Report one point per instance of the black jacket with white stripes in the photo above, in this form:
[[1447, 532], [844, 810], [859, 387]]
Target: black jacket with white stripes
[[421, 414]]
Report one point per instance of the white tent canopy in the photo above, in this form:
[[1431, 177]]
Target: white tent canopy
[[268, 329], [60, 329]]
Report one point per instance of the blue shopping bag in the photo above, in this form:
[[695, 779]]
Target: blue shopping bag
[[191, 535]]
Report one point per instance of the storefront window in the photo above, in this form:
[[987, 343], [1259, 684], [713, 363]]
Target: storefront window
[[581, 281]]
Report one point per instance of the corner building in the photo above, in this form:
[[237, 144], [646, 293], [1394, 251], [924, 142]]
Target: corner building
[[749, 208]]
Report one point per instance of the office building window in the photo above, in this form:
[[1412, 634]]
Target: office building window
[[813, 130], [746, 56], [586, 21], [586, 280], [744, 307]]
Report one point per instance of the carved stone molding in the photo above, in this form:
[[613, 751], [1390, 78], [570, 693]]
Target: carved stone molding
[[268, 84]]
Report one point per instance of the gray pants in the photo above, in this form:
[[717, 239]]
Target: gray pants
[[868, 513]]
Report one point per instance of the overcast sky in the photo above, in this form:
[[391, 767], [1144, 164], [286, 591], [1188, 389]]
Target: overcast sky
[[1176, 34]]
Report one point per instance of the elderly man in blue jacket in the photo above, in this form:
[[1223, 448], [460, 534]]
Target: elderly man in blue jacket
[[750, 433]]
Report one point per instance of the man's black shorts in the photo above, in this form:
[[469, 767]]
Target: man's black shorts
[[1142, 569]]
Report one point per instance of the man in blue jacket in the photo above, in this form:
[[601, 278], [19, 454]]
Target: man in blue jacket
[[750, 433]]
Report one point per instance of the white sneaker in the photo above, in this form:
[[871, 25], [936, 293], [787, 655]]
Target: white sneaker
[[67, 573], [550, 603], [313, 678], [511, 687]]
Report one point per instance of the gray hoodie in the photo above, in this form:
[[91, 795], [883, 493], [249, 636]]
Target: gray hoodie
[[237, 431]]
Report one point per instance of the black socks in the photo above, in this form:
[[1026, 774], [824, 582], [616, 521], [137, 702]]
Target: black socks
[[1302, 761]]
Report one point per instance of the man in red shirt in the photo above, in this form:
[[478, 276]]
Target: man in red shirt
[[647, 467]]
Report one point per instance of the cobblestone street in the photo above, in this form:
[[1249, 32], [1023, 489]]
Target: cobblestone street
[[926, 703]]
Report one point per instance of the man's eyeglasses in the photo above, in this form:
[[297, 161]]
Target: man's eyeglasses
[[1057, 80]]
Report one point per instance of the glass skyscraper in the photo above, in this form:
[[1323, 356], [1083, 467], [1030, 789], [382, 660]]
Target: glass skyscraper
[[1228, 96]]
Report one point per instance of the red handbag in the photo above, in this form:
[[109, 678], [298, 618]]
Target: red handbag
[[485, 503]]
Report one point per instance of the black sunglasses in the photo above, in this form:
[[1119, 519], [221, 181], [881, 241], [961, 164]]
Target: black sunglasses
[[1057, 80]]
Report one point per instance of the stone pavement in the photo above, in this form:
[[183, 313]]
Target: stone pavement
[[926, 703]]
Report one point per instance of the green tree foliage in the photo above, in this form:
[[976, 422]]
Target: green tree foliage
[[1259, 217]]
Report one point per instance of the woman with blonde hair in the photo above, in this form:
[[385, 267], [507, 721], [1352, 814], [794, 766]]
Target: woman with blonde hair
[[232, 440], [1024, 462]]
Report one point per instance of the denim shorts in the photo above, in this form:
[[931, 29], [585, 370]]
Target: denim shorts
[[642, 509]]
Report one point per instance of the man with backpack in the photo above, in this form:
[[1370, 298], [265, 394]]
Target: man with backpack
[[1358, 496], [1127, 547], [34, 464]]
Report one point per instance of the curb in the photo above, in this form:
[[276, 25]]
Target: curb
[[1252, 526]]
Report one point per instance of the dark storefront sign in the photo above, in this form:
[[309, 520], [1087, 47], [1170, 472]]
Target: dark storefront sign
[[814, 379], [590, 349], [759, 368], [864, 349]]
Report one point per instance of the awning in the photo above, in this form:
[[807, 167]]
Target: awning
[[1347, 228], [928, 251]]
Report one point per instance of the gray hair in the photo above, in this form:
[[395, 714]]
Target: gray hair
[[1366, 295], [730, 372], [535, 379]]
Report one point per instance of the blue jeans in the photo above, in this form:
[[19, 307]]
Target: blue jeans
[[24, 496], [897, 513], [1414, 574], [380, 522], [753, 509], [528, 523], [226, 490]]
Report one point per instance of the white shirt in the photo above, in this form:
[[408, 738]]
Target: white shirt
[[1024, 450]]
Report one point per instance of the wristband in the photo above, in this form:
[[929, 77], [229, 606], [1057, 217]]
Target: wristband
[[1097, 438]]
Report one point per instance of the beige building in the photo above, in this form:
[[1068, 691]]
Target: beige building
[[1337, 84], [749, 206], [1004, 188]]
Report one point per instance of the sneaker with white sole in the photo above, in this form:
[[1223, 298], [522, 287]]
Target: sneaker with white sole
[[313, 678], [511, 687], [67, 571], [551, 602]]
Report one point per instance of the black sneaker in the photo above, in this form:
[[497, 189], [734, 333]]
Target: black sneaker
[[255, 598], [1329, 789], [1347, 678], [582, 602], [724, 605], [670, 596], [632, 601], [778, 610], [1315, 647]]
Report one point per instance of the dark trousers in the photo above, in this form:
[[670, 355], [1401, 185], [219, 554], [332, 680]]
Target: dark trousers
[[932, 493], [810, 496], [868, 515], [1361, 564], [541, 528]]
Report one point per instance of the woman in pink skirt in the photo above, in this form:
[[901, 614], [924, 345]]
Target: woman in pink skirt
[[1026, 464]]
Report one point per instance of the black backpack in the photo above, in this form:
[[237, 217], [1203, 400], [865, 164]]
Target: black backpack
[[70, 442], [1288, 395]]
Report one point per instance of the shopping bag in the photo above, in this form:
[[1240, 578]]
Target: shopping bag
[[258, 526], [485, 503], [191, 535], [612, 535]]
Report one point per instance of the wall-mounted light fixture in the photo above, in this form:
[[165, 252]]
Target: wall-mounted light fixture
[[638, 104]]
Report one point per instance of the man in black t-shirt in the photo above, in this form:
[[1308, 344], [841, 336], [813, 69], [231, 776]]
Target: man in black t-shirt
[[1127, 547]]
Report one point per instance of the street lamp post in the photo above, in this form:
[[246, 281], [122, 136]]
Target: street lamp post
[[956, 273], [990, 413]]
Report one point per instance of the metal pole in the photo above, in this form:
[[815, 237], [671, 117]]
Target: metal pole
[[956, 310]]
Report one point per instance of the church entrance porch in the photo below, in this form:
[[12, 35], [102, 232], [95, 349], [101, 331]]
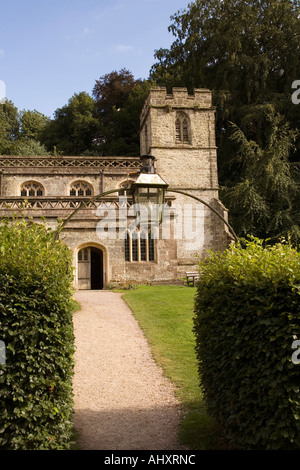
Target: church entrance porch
[[90, 269]]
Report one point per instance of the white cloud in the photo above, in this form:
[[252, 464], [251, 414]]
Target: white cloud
[[125, 49], [2, 91], [85, 32]]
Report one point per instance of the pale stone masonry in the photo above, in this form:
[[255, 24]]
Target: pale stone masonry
[[179, 130]]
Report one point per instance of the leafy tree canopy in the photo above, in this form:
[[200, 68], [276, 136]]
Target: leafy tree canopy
[[248, 54]]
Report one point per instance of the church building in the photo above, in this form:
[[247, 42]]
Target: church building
[[109, 246]]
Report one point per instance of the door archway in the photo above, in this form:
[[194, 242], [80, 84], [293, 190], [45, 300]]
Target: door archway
[[90, 268]]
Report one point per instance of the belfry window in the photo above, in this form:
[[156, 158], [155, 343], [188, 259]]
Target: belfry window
[[81, 188], [182, 130], [32, 189], [139, 247]]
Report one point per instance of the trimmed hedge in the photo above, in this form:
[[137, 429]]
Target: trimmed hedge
[[36, 400], [247, 317]]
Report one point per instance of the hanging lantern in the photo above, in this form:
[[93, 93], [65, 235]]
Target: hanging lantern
[[149, 191]]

▬▬▬▬▬▬▬▬▬▬

◆ Directive
Transcribe the records above exactly, but only from the line that contains "Report one point per instance of the belfry" through their final line, inclusive.

◆ The answer
Report one point per instance of the belfry window in the photo above, in this form:
[[156, 158], [155, 343], [188, 259]]
Target: belfry window
[[81, 188], [182, 130], [32, 189], [139, 247]]
Report one point per instance of the trimmed hedge in the photo above, in this form:
[[137, 429]]
Target: trimmed hedge
[[36, 400], [247, 317]]
Report one point per instance of the hanging lantern in the photo above, in this form:
[[93, 93], [65, 235]]
Target: hanging lantern
[[149, 191]]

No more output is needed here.